Task details → From the entries below, pull every line that contains the word "tall" and copy each one unchanged.

Data records →
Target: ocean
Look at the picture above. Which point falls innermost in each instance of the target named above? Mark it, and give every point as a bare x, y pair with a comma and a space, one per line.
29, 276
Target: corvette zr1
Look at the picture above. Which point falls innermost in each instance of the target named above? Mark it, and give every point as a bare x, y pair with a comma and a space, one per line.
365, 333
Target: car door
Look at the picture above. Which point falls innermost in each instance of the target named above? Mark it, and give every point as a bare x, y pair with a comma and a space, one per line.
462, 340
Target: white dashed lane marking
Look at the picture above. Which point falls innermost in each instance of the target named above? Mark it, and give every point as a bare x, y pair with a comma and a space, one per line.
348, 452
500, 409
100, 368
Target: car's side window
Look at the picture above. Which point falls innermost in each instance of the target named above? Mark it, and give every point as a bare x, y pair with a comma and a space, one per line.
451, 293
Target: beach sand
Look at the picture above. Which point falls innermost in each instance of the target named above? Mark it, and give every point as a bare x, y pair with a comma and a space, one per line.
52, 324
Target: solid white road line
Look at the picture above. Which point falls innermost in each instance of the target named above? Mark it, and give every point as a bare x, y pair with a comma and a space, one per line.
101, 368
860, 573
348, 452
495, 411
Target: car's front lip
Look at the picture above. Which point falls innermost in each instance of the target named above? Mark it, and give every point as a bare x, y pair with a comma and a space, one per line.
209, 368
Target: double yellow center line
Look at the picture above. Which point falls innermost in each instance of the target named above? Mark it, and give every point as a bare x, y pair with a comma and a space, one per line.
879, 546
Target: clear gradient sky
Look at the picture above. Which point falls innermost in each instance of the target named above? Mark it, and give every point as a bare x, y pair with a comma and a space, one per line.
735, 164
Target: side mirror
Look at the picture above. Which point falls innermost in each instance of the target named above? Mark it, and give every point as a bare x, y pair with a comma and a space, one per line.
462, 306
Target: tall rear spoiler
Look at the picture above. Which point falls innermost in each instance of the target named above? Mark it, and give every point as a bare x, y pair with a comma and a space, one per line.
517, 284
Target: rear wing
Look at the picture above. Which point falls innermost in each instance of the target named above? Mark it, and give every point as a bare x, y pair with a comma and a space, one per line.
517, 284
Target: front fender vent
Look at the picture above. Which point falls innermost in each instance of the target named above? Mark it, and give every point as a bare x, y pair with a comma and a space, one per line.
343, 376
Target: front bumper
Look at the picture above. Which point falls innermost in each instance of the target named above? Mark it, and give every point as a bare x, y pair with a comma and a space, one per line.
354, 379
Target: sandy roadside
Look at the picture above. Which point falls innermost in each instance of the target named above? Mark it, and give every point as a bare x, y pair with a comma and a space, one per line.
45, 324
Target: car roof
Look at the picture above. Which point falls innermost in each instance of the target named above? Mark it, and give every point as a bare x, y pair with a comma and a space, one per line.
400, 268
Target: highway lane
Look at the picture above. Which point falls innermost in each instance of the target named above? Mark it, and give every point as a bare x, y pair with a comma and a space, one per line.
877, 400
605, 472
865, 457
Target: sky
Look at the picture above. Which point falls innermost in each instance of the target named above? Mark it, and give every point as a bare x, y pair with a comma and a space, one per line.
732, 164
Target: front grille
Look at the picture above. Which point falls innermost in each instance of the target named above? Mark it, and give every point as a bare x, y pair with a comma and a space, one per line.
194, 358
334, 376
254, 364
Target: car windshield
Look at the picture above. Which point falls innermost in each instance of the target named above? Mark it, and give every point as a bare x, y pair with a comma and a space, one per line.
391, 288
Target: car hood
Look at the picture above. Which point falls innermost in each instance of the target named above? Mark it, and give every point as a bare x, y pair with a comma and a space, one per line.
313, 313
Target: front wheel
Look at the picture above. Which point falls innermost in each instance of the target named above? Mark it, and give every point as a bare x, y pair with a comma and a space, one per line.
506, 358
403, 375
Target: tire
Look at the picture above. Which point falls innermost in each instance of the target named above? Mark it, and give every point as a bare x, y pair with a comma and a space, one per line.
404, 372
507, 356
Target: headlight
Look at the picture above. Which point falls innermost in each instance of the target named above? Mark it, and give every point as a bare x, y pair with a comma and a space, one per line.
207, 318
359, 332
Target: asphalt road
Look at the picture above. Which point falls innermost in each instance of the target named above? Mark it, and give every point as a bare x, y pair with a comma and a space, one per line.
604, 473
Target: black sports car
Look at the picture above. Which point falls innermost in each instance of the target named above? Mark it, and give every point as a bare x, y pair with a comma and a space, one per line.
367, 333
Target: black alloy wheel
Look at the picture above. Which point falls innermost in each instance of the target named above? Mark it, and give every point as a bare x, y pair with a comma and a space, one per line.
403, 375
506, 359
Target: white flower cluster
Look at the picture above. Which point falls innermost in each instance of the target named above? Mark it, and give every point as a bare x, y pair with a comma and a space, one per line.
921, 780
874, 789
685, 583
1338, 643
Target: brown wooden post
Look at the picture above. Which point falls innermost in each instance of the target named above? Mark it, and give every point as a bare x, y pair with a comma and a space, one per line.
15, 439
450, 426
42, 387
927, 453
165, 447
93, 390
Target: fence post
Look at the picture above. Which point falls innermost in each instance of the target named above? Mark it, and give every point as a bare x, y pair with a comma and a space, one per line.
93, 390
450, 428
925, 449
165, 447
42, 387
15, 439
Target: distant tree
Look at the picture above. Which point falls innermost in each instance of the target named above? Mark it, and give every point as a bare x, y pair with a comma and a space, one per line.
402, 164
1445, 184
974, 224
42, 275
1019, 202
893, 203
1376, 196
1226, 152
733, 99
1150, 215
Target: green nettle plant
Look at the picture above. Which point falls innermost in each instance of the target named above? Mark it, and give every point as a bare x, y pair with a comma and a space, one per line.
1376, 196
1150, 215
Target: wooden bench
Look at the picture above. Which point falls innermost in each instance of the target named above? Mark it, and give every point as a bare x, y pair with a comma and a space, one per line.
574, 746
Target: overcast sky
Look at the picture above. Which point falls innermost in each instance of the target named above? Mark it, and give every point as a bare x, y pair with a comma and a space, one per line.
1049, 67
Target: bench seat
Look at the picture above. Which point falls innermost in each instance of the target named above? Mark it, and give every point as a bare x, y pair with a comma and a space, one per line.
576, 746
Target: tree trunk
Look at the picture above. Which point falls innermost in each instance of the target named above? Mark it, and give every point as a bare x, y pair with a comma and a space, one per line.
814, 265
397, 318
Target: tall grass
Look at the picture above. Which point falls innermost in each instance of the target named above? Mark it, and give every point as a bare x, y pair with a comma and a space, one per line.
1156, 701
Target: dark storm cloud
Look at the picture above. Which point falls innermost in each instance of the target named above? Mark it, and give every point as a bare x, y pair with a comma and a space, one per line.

--

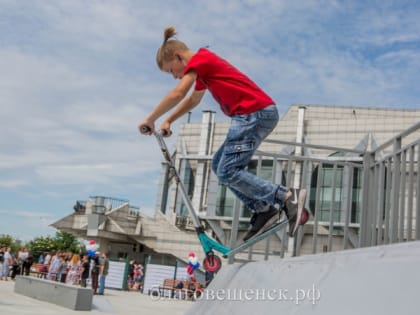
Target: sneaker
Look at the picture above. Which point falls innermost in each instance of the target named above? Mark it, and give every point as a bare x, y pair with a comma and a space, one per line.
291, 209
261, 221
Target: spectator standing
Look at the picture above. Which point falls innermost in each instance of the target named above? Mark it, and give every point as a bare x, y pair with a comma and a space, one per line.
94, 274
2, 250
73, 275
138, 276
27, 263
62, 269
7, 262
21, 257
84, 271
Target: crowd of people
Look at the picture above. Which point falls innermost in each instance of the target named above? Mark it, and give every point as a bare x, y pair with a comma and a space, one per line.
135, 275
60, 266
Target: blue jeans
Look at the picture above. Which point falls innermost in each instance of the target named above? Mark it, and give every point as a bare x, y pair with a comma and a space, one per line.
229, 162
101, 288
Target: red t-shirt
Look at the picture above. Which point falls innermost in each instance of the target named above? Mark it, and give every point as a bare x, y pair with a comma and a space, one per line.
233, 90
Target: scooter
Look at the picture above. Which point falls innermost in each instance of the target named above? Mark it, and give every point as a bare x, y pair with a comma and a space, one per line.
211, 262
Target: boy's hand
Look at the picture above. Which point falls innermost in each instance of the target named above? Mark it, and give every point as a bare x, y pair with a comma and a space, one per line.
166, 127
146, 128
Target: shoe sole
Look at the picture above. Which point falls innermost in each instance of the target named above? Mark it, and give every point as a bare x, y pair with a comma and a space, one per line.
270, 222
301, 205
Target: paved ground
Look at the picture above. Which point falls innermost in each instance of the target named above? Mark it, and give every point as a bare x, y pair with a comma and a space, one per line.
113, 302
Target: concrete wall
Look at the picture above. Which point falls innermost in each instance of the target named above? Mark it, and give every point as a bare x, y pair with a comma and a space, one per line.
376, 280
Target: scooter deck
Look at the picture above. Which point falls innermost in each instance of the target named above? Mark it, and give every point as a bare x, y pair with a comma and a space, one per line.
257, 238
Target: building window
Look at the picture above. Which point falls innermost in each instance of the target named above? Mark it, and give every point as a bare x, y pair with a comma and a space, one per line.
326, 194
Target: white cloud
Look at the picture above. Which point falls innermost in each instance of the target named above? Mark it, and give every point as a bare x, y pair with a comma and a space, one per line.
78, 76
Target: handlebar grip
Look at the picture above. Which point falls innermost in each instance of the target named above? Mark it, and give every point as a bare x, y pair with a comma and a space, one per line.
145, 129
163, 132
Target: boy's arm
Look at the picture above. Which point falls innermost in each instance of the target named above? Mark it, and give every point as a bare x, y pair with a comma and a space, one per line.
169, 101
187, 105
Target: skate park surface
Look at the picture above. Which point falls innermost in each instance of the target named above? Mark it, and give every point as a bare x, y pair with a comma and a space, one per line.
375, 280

Full output →
Target: tall rear spoiler
Target: tall grass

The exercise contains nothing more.